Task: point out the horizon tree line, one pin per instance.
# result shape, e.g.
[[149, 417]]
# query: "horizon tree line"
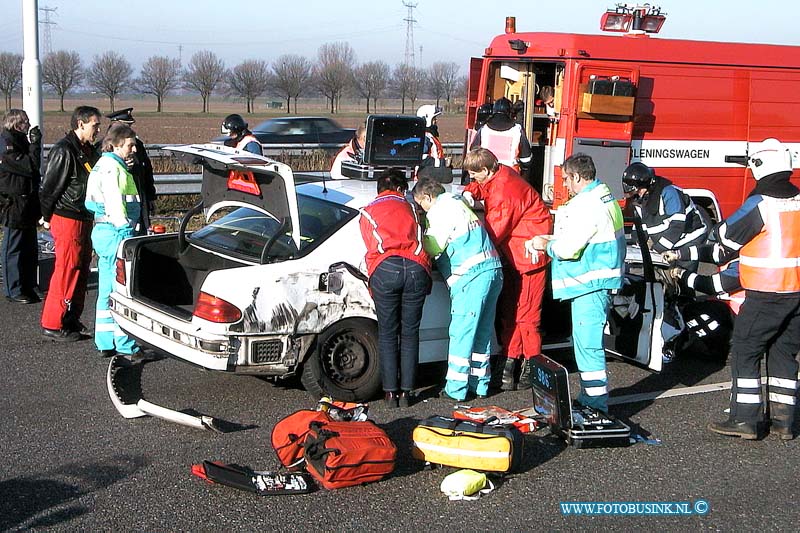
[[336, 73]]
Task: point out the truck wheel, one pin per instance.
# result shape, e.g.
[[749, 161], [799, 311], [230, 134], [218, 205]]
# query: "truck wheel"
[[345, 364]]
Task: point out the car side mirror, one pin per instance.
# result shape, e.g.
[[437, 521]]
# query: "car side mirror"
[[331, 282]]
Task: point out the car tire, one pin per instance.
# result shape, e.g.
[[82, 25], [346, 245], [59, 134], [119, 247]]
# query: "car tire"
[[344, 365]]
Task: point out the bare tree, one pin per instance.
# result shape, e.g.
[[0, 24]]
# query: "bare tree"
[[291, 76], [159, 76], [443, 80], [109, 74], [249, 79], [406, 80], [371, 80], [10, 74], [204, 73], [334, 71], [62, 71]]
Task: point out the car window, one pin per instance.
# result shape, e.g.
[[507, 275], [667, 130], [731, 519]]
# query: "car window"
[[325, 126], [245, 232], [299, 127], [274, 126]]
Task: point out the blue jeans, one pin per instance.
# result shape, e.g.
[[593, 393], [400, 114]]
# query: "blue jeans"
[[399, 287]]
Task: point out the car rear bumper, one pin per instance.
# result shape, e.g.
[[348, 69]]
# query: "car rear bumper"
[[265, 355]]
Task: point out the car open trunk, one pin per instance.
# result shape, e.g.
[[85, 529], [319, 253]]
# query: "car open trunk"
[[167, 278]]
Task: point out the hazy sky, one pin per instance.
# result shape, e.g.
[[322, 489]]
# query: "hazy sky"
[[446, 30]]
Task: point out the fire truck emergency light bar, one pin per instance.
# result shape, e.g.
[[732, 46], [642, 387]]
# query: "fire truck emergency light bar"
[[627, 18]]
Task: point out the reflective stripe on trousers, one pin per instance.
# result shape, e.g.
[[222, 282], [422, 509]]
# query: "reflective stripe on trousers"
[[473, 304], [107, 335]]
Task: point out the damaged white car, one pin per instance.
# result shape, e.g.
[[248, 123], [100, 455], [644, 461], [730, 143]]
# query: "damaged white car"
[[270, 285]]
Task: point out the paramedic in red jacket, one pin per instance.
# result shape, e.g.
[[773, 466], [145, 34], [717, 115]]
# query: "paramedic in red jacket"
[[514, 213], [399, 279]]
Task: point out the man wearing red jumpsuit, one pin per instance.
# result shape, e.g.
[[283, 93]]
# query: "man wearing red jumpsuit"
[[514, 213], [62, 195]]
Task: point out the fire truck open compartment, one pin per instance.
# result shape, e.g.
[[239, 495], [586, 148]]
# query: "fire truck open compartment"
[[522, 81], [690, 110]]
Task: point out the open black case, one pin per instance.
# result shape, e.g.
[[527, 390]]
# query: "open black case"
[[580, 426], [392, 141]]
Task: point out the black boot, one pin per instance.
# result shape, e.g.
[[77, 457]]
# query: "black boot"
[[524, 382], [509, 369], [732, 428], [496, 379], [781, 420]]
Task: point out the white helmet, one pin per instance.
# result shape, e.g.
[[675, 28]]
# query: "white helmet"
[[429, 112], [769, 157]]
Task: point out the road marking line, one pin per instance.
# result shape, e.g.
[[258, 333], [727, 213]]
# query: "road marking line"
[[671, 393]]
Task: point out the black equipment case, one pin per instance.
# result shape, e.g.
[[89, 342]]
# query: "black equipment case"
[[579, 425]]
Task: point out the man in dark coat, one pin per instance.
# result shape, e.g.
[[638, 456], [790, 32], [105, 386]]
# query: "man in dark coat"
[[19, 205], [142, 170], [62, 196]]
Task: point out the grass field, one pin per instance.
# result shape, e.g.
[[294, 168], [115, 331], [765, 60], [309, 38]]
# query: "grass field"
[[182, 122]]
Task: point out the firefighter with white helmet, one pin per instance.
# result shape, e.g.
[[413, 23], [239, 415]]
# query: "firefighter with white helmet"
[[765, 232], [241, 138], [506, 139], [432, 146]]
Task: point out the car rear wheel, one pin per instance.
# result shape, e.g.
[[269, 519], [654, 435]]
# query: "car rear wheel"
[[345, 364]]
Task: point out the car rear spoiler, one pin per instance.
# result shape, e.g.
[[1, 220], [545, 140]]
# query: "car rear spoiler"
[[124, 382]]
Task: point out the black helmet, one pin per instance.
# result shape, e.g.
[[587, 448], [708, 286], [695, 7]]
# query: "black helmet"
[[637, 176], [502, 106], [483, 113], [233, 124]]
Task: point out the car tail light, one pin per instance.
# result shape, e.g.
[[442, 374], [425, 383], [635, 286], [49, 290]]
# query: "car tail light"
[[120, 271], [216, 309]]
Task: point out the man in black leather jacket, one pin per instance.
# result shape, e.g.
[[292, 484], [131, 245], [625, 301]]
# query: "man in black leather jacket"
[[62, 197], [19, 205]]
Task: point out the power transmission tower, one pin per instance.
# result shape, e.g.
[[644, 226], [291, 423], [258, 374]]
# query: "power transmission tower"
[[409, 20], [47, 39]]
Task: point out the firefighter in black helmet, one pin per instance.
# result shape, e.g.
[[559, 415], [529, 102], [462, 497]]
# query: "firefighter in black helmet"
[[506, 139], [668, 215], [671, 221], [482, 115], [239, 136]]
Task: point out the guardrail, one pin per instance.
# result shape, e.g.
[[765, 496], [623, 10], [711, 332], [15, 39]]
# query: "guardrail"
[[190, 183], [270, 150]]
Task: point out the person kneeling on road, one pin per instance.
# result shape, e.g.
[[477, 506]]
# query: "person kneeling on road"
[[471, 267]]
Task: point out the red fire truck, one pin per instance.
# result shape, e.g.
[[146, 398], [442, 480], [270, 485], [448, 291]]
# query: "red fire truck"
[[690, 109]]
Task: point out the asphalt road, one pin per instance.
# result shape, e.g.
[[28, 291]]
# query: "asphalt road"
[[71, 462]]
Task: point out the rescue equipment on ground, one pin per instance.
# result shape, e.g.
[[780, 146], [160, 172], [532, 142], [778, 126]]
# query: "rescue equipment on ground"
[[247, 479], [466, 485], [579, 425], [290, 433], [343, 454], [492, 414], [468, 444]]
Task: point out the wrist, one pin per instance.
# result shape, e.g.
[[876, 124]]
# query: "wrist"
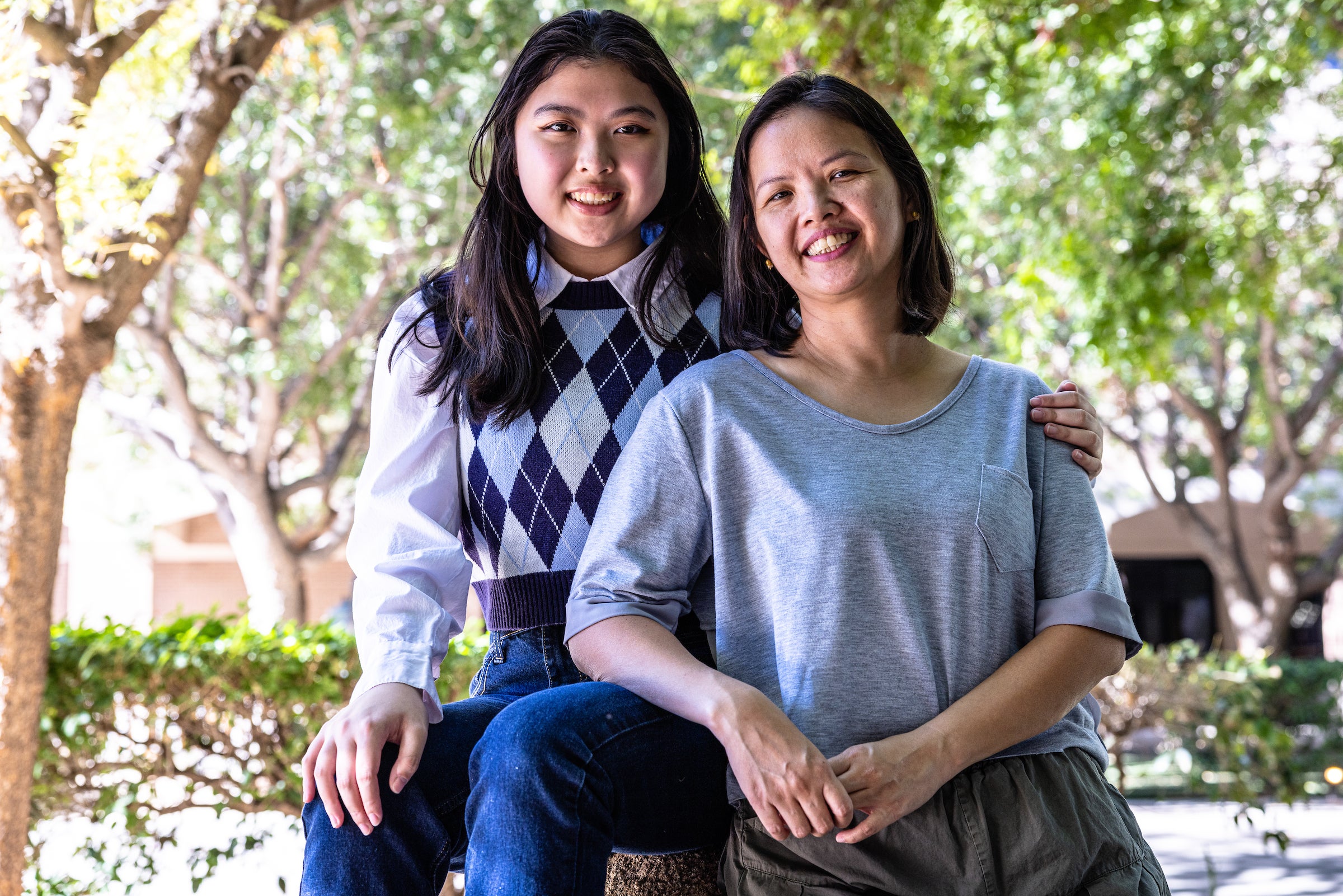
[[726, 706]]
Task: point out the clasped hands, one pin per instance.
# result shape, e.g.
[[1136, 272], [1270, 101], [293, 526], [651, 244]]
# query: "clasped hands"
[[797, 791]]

...

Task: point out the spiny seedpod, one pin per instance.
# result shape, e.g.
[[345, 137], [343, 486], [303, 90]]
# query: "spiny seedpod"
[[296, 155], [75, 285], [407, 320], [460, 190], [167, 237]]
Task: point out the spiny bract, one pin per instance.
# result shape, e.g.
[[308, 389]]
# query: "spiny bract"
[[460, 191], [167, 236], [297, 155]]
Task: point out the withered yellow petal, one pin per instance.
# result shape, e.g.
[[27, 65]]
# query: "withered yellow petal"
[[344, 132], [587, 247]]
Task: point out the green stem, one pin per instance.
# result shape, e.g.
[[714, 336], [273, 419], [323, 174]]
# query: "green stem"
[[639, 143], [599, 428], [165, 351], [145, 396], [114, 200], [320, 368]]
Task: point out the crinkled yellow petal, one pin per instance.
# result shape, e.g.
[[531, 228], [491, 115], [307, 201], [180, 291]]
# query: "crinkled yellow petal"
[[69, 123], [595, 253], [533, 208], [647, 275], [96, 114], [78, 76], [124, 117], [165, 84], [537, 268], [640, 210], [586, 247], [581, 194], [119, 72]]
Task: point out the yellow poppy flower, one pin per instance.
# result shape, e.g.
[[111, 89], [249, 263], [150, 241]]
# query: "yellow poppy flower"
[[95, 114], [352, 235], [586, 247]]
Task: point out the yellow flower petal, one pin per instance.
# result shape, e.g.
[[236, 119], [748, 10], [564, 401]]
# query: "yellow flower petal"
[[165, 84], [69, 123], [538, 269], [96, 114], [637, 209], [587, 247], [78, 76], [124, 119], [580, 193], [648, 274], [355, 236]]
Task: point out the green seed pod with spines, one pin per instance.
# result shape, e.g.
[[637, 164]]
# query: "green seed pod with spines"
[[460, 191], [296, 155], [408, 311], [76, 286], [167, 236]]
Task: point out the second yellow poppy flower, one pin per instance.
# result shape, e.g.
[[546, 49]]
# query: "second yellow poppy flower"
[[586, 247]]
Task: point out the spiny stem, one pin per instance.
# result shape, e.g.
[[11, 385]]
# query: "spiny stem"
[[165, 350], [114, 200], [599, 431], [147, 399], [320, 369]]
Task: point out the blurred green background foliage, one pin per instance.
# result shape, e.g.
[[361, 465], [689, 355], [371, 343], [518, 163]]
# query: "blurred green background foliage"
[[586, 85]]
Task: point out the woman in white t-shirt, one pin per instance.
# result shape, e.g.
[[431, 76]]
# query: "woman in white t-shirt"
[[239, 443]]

### OBJECTIVE
List every line in the listing above that contains the string "firefighter".

### OUTPUT FOR THIS EXERCISE
Task: point out the firefighter with white helmet, one pin per instance.
# query: "firefighter with white helmet"
Task: point out the firefighter in black helmet, one pin per instance.
# query: "firefighter in black helmet"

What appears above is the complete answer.